◆ **Dataset records**:

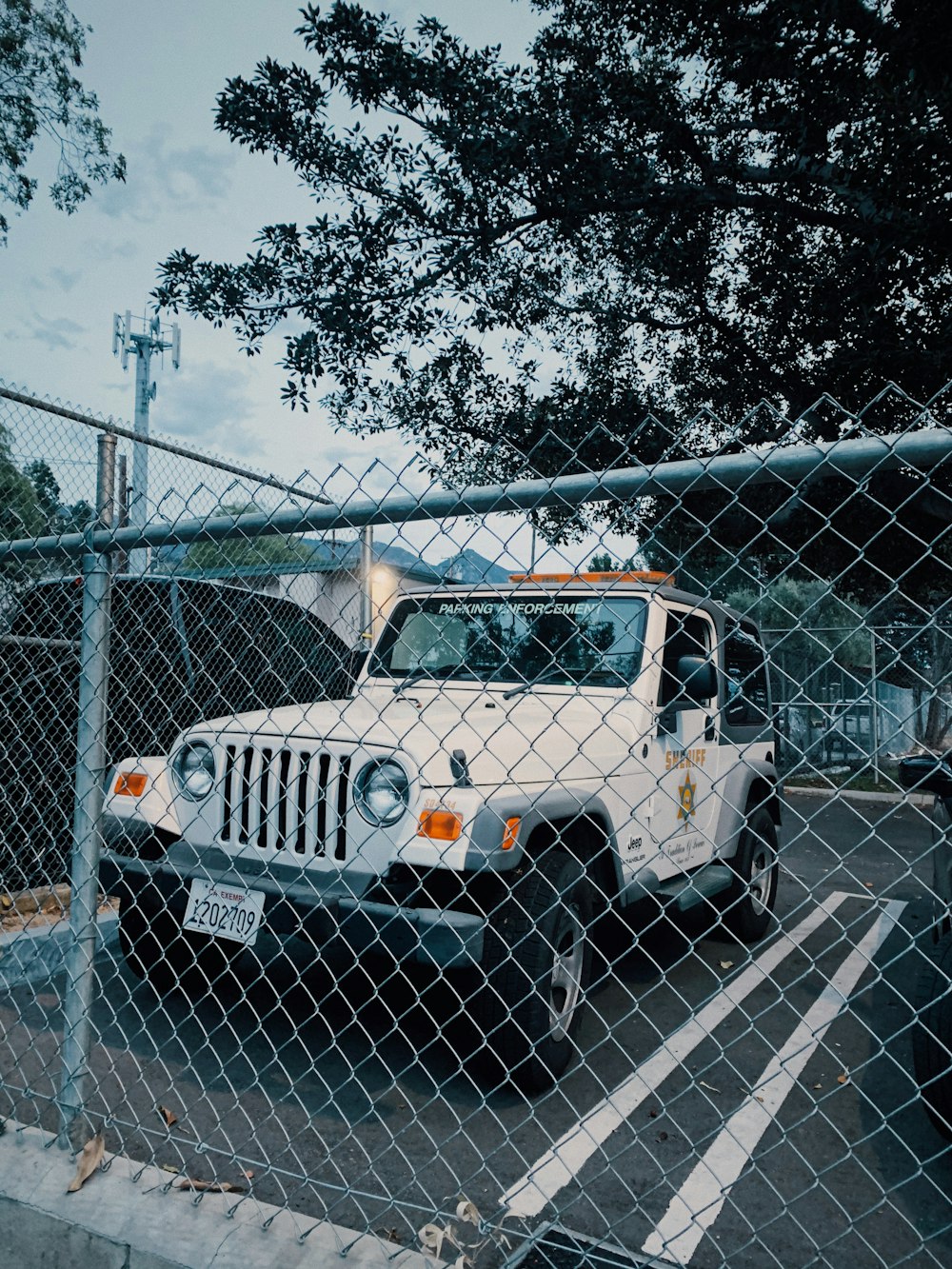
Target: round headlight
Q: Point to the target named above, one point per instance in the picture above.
(193, 769)
(383, 792)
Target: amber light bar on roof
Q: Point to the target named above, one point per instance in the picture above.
(662, 579)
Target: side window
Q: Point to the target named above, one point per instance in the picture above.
(748, 698)
(687, 635)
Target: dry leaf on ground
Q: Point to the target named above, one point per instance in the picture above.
(87, 1162)
(167, 1116)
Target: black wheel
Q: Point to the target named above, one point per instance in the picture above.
(932, 1036)
(537, 963)
(160, 952)
(748, 903)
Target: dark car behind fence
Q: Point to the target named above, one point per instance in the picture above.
(700, 1100)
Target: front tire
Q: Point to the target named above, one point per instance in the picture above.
(932, 1037)
(750, 900)
(537, 963)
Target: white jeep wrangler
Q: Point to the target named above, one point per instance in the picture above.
(514, 765)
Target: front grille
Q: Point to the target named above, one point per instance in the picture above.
(280, 799)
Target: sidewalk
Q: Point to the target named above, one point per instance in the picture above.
(38, 951)
(132, 1218)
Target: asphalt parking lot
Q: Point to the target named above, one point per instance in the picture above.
(743, 1105)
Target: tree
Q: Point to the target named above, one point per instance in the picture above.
(19, 515)
(41, 46)
(669, 209)
(685, 206)
(57, 517)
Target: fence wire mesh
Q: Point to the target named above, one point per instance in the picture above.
(482, 909)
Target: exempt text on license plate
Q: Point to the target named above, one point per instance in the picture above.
(223, 910)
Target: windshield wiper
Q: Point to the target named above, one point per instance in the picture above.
(417, 673)
(531, 683)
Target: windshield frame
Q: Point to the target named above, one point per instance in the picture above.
(526, 660)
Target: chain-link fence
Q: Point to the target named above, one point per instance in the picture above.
(354, 865)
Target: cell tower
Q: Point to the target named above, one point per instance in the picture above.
(143, 344)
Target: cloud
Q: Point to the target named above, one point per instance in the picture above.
(208, 406)
(163, 178)
(57, 334)
(65, 278)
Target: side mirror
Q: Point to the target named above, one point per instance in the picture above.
(925, 774)
(699, 677)
(699, 683)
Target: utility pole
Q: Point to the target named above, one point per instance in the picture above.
(144, 343)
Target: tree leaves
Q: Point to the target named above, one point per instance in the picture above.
(88, 1161)
(41, 47)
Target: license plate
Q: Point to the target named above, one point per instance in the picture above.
(225, 911)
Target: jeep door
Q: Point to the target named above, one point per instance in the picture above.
(684, 761)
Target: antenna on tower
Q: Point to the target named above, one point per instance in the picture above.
(150, 339)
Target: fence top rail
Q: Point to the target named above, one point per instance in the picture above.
(168, 446)
(923, 449)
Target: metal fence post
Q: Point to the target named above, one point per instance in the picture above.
(87, 825)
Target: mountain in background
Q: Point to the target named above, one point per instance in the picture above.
(470, 567)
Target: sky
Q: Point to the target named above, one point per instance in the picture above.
(156, 71)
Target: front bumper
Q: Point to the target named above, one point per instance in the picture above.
(319, 909)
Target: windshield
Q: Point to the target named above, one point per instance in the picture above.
(509, 639)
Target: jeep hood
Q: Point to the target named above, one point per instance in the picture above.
(536, 736)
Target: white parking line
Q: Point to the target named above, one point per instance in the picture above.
(700, 1200)
(563, 1162)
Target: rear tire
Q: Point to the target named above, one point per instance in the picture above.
(932, 1037)
(537, 964)
(748, 905)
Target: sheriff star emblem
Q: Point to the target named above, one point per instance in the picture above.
(687, 792)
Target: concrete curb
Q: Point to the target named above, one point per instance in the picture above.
(886, 799)
(126, 1219)
(34, 955)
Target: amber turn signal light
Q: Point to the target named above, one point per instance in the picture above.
(131, 784)
(441, 825)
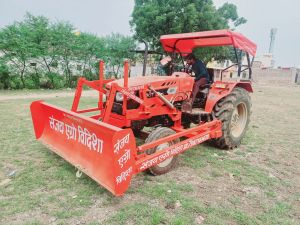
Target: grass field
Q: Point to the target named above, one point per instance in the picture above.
(258, 183)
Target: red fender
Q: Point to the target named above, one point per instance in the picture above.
(221, 89)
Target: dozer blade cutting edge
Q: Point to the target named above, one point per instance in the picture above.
(102, 151)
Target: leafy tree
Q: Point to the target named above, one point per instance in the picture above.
(117, 50)
(153, 18)
(14, 46)
(88, 49)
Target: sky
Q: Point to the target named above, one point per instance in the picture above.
(103, 17)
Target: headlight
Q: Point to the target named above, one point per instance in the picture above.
(119, 97)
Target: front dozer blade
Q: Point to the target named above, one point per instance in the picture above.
(102, 151)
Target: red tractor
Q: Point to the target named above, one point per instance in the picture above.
(152, 108)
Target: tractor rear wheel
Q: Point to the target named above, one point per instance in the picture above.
(234, 111)
(169, 163)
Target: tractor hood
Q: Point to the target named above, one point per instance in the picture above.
(141, 81)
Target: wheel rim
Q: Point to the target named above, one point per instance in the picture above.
(167, 161)
(239, 120)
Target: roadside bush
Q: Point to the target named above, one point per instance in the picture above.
(31, 82)
(4, 77)
(54, 81)
(15, 82)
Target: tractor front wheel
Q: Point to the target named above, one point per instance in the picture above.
(169, 163)
(234, 111)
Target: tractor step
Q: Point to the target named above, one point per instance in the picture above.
(199, 111)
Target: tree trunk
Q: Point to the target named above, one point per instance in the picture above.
(22, 75)
(47, 65)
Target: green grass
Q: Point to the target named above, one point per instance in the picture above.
(46, 184)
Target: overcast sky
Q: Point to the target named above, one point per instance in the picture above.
(102, 17)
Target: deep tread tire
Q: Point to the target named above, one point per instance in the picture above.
(158, 133)
(224, 110)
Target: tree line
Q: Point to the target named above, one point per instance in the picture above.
(39, 53)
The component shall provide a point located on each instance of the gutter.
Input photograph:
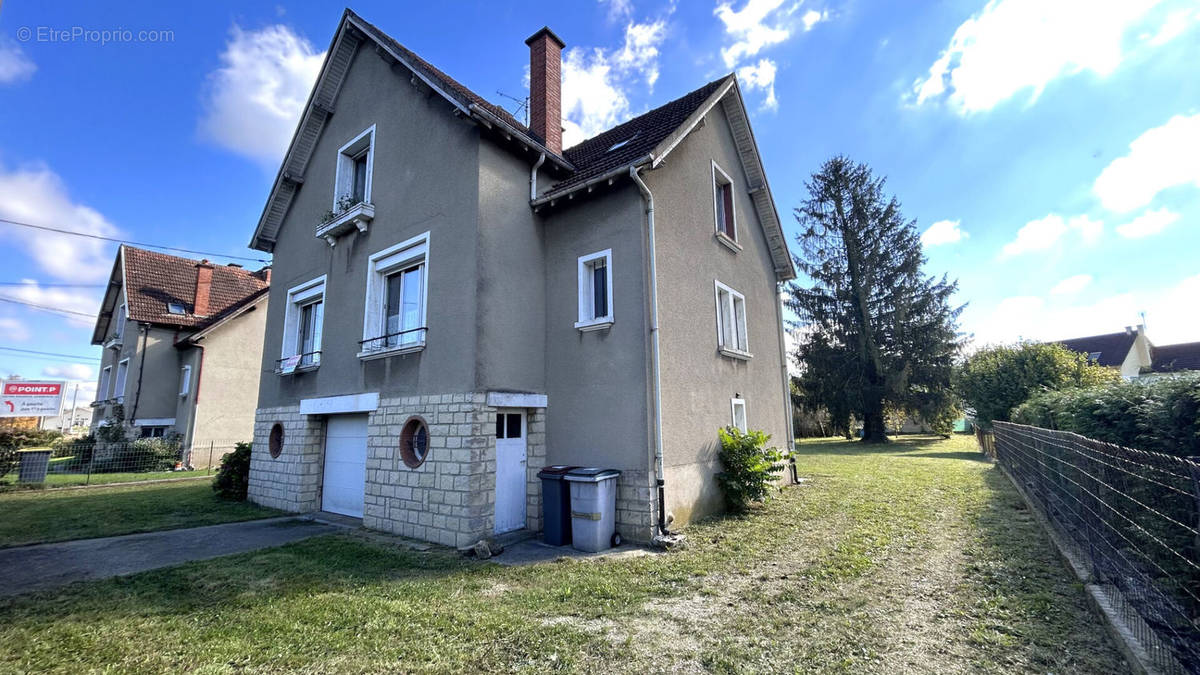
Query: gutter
(660, 481)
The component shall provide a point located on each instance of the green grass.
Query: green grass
(54, 515)
(913, 557)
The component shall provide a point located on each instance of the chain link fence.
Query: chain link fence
(1132, 517)
(94, 463)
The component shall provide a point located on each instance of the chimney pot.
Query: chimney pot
(545, 88)
(203, 288)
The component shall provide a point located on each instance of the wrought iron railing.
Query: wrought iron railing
(298, 363)
(399, 340)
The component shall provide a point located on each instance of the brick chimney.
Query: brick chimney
(203, 287)
(546, 88)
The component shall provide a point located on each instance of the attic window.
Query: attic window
(622, 143)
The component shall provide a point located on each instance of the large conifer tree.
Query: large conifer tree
(876, 333)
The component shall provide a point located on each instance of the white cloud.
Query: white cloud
(1044, 233)
(13, 330)
(1012, 46)
(37, 196)
(595, 81)
(1062, 316)
(1072, 285)
(943, 232)
(1150, 222)
(70, 371)
(761, 76)
(70, 299)
(15, 65)
(255, 99)
(750, 30)
(1159, 159)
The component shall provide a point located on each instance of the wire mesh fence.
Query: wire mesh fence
(94, 463)
(1133, 518)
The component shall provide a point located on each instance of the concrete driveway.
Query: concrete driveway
(48, 566)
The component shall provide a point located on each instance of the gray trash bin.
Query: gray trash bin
(593, 507)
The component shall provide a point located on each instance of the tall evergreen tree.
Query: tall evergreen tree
(876, 332)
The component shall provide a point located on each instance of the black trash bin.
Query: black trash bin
(556, 505)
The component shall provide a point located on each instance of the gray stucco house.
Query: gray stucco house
(183, 341)
(459, 302)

◆ **What you need to do**:
Reproduce the entries word for word, from their first line through the line containing "(167, 1116)", with both ends included. Leave the pictures out.

◆ **Response to the exercise**:
Target: round headlight
Q: Point to the target named above, one point per instance in the picture above.
(193, 769)
(383, 792)
Target: amber light bar on roof
Q: Point to the target named above, one point per instance in the picture above.
(662, 579)
Target: side window
Q: Point to the target named above, one point per instance in the picture above.
(748, 698)
(687, 635)
Target: dry leaf on ground
Q: Point to the target named above, one point per instance in the picture above.
(87, 1162)
(167, 1116)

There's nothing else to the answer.